[Point labeling dataset excerpts]
»»
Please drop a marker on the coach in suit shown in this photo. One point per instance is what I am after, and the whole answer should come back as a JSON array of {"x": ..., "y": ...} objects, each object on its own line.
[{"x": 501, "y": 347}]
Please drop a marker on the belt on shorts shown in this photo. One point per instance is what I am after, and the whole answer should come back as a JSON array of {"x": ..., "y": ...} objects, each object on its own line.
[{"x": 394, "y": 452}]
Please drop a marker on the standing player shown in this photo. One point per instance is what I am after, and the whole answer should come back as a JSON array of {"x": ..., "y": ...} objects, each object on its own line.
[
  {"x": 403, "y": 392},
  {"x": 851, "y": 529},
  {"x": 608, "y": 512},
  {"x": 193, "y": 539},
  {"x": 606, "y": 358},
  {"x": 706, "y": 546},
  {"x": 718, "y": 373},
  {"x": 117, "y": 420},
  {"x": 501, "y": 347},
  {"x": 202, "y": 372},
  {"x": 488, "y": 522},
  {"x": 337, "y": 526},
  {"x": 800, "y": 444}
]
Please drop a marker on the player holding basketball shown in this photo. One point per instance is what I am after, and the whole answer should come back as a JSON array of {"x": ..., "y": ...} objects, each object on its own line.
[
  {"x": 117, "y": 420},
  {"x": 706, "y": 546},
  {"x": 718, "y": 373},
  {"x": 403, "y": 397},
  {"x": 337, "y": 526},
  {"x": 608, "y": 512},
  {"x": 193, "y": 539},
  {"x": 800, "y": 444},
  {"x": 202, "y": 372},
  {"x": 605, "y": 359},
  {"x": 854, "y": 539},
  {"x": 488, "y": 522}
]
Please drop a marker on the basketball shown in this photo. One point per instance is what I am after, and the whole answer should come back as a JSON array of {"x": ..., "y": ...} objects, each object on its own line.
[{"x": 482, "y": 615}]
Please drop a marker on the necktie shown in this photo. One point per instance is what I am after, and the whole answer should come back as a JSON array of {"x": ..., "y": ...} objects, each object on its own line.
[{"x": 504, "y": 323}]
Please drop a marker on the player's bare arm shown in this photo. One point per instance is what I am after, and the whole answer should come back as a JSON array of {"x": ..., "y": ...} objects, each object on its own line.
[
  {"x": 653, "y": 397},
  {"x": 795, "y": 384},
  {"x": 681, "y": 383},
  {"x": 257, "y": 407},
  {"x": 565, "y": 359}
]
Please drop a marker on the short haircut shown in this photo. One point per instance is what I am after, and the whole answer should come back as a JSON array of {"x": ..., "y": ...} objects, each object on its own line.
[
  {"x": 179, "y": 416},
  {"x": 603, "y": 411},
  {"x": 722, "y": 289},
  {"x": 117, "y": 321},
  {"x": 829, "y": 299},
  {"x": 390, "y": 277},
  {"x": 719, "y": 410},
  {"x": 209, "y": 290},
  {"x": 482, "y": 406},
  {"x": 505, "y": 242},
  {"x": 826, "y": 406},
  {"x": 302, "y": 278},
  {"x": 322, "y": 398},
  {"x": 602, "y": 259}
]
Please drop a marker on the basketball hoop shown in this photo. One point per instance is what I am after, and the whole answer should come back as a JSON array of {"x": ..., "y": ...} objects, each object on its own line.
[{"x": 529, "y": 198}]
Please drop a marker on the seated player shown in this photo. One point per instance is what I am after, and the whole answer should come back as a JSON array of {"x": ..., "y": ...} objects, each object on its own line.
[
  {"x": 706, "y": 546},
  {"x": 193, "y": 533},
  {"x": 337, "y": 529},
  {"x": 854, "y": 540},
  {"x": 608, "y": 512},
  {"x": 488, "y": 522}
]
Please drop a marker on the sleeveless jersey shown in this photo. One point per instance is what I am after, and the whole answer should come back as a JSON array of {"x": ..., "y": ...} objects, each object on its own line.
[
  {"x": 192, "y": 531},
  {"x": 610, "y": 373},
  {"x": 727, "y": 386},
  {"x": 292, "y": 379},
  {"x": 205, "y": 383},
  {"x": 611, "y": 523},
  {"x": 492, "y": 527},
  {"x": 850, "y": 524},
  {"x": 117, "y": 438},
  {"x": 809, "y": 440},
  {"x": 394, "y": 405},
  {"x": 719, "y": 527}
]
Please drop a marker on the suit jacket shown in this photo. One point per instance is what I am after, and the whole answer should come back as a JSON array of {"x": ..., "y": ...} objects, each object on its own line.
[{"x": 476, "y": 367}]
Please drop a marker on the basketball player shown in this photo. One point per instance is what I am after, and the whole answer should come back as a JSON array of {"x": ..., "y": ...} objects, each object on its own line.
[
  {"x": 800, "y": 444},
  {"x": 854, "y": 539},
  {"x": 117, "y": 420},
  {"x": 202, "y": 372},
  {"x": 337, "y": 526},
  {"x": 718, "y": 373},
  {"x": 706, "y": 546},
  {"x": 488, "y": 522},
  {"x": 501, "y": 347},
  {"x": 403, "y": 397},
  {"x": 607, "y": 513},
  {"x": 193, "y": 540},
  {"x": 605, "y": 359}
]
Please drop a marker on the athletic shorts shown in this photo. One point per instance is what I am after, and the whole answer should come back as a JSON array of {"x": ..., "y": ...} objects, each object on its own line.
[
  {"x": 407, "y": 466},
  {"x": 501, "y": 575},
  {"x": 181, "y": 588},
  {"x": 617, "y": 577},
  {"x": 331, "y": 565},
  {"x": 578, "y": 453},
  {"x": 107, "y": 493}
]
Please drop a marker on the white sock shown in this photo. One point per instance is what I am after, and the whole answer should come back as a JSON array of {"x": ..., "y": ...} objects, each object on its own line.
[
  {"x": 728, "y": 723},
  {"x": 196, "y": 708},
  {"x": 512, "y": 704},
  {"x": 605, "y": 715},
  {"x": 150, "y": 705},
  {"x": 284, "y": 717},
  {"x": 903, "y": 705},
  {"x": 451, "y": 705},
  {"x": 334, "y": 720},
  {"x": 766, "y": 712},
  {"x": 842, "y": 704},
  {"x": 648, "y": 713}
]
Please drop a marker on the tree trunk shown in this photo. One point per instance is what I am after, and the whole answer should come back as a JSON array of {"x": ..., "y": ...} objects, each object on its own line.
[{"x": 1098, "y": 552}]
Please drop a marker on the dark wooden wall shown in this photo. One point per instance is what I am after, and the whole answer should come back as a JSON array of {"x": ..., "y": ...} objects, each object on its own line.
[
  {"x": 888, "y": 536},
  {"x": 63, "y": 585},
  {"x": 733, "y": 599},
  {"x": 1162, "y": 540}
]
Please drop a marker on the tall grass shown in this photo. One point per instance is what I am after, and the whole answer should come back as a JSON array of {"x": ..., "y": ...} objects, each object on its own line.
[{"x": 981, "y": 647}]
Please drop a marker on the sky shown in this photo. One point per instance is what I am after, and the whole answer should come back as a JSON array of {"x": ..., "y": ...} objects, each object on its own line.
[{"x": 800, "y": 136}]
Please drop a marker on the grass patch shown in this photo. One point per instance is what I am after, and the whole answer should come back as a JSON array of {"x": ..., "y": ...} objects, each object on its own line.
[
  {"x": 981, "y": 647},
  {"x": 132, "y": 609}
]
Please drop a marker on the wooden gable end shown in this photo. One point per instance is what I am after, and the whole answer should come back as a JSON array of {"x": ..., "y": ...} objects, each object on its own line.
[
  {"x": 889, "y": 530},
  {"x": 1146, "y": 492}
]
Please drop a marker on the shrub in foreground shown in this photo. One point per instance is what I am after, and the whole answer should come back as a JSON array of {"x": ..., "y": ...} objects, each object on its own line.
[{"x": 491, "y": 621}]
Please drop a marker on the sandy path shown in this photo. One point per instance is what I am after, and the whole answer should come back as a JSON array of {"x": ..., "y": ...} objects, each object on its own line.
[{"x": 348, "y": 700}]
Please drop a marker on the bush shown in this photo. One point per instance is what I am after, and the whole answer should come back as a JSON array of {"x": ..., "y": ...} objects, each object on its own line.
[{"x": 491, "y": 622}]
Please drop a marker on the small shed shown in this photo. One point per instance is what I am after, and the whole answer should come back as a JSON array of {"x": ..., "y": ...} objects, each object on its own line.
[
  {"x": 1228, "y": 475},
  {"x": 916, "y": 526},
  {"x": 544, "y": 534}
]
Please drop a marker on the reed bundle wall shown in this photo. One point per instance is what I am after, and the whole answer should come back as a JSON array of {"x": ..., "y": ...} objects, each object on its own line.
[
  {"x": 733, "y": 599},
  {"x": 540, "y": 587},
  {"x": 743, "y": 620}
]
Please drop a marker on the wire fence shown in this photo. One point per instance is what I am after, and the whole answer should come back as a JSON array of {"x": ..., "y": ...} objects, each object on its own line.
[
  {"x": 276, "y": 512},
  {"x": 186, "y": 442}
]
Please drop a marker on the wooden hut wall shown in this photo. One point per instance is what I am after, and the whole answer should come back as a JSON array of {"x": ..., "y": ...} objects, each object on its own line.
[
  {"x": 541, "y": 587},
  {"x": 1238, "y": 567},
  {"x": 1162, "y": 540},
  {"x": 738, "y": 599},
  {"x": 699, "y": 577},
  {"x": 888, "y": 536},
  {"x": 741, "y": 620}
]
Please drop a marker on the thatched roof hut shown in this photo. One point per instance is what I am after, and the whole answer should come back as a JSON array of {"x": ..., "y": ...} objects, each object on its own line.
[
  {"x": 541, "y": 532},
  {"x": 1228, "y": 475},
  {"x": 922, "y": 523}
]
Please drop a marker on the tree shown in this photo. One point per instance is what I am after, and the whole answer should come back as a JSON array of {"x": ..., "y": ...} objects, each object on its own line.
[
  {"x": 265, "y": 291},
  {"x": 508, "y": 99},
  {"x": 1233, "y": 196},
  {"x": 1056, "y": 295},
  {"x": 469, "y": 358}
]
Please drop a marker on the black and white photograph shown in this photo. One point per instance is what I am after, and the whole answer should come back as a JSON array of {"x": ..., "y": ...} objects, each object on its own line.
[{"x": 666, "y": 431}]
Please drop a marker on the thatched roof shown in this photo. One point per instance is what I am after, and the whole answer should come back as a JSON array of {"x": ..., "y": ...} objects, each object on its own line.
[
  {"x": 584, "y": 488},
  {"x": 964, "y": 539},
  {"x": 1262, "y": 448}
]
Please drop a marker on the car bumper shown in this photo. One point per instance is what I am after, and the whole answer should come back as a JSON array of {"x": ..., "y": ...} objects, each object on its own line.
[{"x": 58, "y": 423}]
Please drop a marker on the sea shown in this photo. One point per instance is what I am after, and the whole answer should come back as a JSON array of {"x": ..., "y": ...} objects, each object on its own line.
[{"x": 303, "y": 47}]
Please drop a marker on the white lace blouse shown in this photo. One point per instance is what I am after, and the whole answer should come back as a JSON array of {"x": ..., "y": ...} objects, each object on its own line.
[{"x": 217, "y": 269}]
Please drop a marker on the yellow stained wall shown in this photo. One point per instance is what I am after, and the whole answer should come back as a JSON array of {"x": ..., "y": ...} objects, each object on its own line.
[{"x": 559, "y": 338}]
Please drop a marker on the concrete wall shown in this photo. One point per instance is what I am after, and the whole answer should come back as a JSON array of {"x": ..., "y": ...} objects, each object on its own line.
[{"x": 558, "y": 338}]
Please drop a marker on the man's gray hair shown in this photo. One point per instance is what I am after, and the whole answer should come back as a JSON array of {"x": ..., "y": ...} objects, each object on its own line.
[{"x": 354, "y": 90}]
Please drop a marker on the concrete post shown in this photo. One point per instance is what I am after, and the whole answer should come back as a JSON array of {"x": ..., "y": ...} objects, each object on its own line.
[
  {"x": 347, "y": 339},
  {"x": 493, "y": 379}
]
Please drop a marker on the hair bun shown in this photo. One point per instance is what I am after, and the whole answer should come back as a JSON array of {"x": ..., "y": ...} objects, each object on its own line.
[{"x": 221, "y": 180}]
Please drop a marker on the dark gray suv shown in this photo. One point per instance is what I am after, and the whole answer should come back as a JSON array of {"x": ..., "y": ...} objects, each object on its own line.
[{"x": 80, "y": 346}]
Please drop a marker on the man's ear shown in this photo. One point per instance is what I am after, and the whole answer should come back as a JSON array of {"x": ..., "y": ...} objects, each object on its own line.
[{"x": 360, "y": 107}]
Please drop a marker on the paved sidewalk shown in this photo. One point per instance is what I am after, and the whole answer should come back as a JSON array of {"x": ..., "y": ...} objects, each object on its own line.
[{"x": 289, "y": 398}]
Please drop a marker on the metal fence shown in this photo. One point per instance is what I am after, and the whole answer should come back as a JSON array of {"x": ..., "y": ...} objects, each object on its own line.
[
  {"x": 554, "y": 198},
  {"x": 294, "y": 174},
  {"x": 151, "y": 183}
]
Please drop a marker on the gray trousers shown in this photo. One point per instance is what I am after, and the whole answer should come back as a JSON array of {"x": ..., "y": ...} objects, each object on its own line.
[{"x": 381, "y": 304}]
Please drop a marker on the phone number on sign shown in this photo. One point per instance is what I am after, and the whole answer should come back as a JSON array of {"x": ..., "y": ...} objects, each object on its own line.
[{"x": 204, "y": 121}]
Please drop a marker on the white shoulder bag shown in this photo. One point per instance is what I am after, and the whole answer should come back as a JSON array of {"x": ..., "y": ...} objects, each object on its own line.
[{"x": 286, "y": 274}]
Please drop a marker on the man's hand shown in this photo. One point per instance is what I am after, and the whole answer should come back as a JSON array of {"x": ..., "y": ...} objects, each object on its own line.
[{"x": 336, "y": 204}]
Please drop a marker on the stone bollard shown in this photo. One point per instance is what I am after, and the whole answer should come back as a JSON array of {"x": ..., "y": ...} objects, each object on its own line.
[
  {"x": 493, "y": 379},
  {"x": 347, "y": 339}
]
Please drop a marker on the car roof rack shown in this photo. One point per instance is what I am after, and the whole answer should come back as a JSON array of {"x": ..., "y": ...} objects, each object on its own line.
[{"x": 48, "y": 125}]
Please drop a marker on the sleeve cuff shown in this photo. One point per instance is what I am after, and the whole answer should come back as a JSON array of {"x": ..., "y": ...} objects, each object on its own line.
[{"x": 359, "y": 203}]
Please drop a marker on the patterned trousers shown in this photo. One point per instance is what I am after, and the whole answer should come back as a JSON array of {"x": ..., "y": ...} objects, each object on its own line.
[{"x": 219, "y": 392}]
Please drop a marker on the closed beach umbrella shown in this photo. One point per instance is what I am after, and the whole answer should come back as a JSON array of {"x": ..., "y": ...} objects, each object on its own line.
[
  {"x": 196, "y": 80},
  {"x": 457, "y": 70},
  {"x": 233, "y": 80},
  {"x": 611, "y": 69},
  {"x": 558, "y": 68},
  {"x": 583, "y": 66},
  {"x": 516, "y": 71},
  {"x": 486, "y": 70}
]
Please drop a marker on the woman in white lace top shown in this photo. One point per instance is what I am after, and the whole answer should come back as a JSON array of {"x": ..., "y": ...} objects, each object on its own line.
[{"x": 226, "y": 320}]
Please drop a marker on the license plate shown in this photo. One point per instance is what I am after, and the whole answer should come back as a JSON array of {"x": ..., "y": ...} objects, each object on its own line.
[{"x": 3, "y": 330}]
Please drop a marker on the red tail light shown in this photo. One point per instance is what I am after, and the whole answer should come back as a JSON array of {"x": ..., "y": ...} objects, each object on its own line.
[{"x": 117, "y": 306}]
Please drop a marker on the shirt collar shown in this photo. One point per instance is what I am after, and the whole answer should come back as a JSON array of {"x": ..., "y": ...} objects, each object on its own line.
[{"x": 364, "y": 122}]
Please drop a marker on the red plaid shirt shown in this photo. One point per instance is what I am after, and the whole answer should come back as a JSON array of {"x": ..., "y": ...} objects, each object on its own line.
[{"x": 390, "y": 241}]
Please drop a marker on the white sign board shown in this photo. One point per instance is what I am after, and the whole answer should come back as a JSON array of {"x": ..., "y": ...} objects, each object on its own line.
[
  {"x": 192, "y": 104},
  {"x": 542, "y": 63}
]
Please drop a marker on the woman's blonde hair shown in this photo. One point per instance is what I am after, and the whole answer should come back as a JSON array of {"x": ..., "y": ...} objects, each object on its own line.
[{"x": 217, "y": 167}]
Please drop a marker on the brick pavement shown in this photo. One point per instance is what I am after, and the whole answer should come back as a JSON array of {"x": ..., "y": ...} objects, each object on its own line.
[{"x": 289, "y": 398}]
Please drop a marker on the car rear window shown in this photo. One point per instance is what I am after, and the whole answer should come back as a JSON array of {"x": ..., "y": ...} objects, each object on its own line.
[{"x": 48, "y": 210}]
««
Task instructions » Locate the line that contains "Please drop a marker on the red plaid". Repeat it and every line after it, up to and including the final line, exactly.

Full solution »
Please drop a marker on the red plaid shirt shown in this photo. One point per instance is what I am after, and the whole answer should come back as a JSON array of {"x": ..., "y": ...} objects, each object on its own line.
[{"x": 390, "y": 241}]
Please drop a marker on the white sign board shown in this photo. One point per instance is what I am after, and the whole answer should come back as a JSON array of {"x": ..., "y": ...} objects, each object on its own line.
[
  {"x": 192, "y": 104},
  {"x": 542, "y": 63}
]
Please drop a marker on the woman's blonde hair shown in this photo. One point per instance is what I am after, and the whole answer should come back as a JSON array of {"x": ..., "y": ...} objects, each object on its own line.
[{"x": 217, "y": 167}]
Please drop a marker on the brick pavement shown in this photo. One point per instance is what I am after, and the whole answer should come back as a JSON array of {"x": ..., "y": ...} objects, each object on its own line.
[{"x": 289, "y": 398}]
Please drop a marker on the car rear window shown in this photo. One point per instance is what I am after, and the whole answer should come back as a JSON array of {"x": ..., "y": ...} objects, each object on its own line.
[{"x": 48, "y": 210}]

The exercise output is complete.